═══ 待读文本

MM-BrowseComp:多模态浏览代理的综合基准测试平台
MM-BrowseComp: A Comprehensive Benchmark for Multimodal Browsing Agents
August 14, 2025
作者: Shilong Li, Xingyuan Bu, Wenjie Wang, Jiaheng Liu, Jun Dong, Haoyang He, Hao Lu, Haozhe Zhang, Chenchen Jing, Zhen Li, Chuanhao Li, Jiayi Tian, Chenchen Zhang, Tianhao Peng, Yancheng He, Jihao Gu, Yuanxing Zhang, Jian Yang, Ge Zhang, Wenhao Huang, Wangchunshu Zhou, Zhaoxiang Zhang, Ruizhe Ding, Shilei Wen
cs.AI
摘要
具备高级推理与工具使用能力的AI代理在深度网络搜索中展现了卓越性能。尽管现有基准如BrowseComp评估了这些浏览能力,但它们主要关注文本信息,忽视了多模态内容的普遍性。为填补这一空白,我们推出了MM-BrowseComp,一个包含224道精心设计的挑战性问题的全新基准,专门用于评估代理的多模态检索与推理能力。这些问题常在提示中融入图像,且搜索与推理过程中遇到的关键信息也可能嵌入网页中的图像或视频内。因此,仅依赖文本的方法在我们的基准测试中显得力不从心。此外,我们为每个问题提供了经过验证的检查清单,支持对多模态依赖关系及推理路径的细致分析。通过对顶尖模型在MM-BrowseComp上的全面评估,我们发现即便是配备了工具的OpenAI o3等顶级模型,准确率也仅为29.02%,这凸显了当前模型在多模态能力上的不足及原生多模态推理的缺失。

══════
═══ 所给材料

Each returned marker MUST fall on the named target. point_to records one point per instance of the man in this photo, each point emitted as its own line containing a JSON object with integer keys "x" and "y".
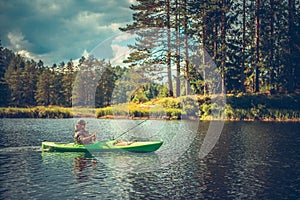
{"x": 81, "y": 135}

══════

任务要求:
请逐字输出MM-BrowseComp介绍中从“MM-BrowseComp:多模态浏览代理的综合基准测试平台”至“不足及原生多模态推理的缺失。”的一段文字。 上述列表与此处无关。

本题答案:
MM-BrowseComp:多模态浏览代理的综合基准测试平台
MM-BrowseComp: A Comprehensive Benchmark for Multimodal Browsing Agents
August 14, 2025
作者: Shilong Li, Xingyuan Bu, Wenjie Wang, Jiaheng Liu, Jun Dong, Haoyang He, Hao Lu, Haozhe Zhang, Chenchen Jing, Zhen Li, Chuanhao Li, Jiayi Tian, Chenchen Zhang, Tianhao Peng, Yancheng He, Jihao Gu, Yuanxing Zhang, Jian Yang, Ge Zhang, Wenhao Huang, Wangchunshu Zhou, Zhaoxiang Zhang, Ruizhe Ding, Shilei Wen
cs.AI
摘要
具备高级推理与工具使用能力的AI代理在深度网络搜索中展现了卓越性能。尽管现有基准如BrowseComp评估了这些浏览能力,但它们主要关注文本信息,忽视了多模态内容的普遍性。为填补这一空白,我们推出了MM-BrowseComp,一个包含224道精心设计的挑战性问题的全新基准,专门用于评估代理的多模态检索与推理能力。这些问题常在提示中融入图像,且搜索与推理过程中遇到的关键信息也可能嵌入网页中的图像或视频内。因此,仅依赖文本的方法在我们的基准测试中显得力不从心。此外,我们为每个问题提供了经过验证的检查清单,支持对多模态依赖关系及推理路径的细致分析。通过对顶尖模型在MM-BrowseComp上的全面评估,我们发现即便是配备了工具的OpenAI o3等顶级模型,准确率也仅为29.02%,这凸显了当前模型在多模态能力上的不足及原生多模态推理的缺失。